• Objectives:
- 1) Update the excerpt on streaming event files from "Above Implementation is" up to and including "get_sample(file)", and write that stretch out again with "Pytorch" changed to "PyTorch".
- 2) Carry on the excerpt on streaming event files from the point at which it ends.

• Extract to read:
** start **
Above Implementation is based on the Pytorch Dataset (Map-Style Dataset with __get_item__ function to override). We present here an alternative implementation based on Pytorch IterableDataset. The advantage is for cases where frequent file seeking is costly or not possible. With it you can stream .raw files directly, without having to convert them to dat or h5 files. 

In [None]:
from metavision_ml.data.cd_processor_dataset import CDProcessorDataLoader
from metavision_core.utils import get_sample

# we grab a folder of .raw files
# if the file doesn't exist, it will be downloaded from Prophesee's public sample server 
files = ["driving_sample.raw","hand_spinner.raw", "spinner.raw", "80_balls.raw"]

for file in files:
    get_sample(file)
    assert os.path.isfile(file)
** end **
• Data:
** start **
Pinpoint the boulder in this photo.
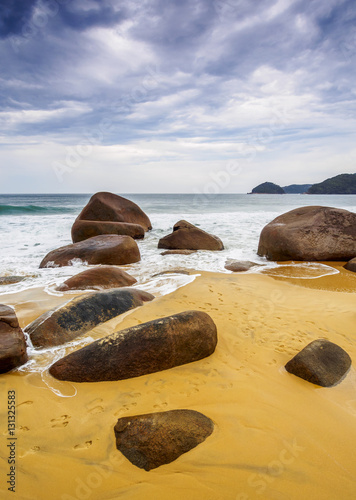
[76,192,152,231]
[0,276,25,285]
[161,250,196,255]
[56,266,137,292]
[72,220,145,243]
[285,339,351,387]
[257,206,356,261]
[49,311,217,382]
[344,257,356,273]
[0,304,28,373]
[225,260,261,273]
[40,234,141,268]
[25,288,154,350]
[158,220,224,250]
[114,410,214,471]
** end **
• Answer list:
- 1)
Above Implementation is based on the PyTorch Dataset (Map-Style Dataset with __get_item__ function to override). We present here an alternative implementation based on PyTorch IterableDataset. The advantage is for cases where frequent file seeking is costly or not possible. With it you can stream .raw files directly, without having to convert them to dat or h5 files. 

In [None]:
from metavision_ml.data.cd_processor_dataset import CDProcessorDataLoader
from metavision_core.utils import get_sample

# we grab a folder of .raw files
# if the file doesn't exist, it will be downloaded from Prophesee's public sample server 
files = ["driving_sample.raw","hand_spinner.raw", "spinner.raw", "80_balls.raw"]

for file in files:
    get_sample(file)

- 2)
dataloader = CDProcessorDataLoader(
    files,
    mode='n_events',
    delta_t=0,
    n_events=10000,
    max_duration=10000000,
    preprocess_function_name="diff",
    height=240,
    width=320,
    num_tbins=5,
    batch_size=4,
    num_workers=2,
    load_labels=None,
    padding_mode='zeros')


In [None]:
from metavision_ml.data.sequential_dataset_common import show_dataloader

show = show_dataloader(
    dataloader,
    dataloader.height,
    dataloader.width,
    dataloader.batch_size,
    dataloader.get_vis_func(),
    None)

if os.environ.get("DOC_DISPLAY", "ON") != "OFF":
    cv2.namedWindow('stream_dataloader')
    for frame in show:
        cv2.imshow('stream_dataloader', frame[..., ::-1])
        key = cv2.waitKey(1)
        if key == 27:
            break
    cv2.destroyWindow('stream_dataloader')